REQUIRED ACTION
Below are records; output all of them exactly.

DATA SECTION
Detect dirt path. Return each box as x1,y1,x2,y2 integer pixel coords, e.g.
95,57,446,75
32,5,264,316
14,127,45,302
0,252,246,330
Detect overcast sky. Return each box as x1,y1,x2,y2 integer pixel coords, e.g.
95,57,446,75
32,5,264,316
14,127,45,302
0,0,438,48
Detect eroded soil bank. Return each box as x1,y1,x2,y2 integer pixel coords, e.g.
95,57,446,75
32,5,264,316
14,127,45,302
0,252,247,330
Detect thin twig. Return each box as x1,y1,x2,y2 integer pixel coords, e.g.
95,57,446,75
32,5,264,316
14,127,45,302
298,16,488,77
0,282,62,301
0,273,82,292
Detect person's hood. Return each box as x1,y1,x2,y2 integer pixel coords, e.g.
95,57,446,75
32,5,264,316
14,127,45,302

WRITTEN SOLUTION
Detect dirt path. Return each box as x1,y1,x2,y2 integer pixel coords, e.g.
95,57,446,75
32,5,264,316
14,127,45,302
0,252,246,330
Detect overcast sky. Return each box as x1,y1,x2,y2 integer pixel coords, e.g.
95,57,446,75
32,5,264,316
14,127,45,302
0,0,438,48
Detect eroded soil bank. Return each box as x1,y1,x2,y2 integer pixel coords, e.g.
95,57,446,75
32,5,264,316
14,127,45,302
0,252,247,330
Detect thin twig. Return each box as x1,y1,x2,y2 integer pixel coords, e.g.
95,57,446,75
32,5,264,316
14,127,45,302
298,16,488,77
0,282,62,301
0,273,82,292
Detect person's hood. Return each box as x1,y1,x2,y2 integer pixel coords, e.g.
95,57,446,75
32,5,264,316
14,127,45,302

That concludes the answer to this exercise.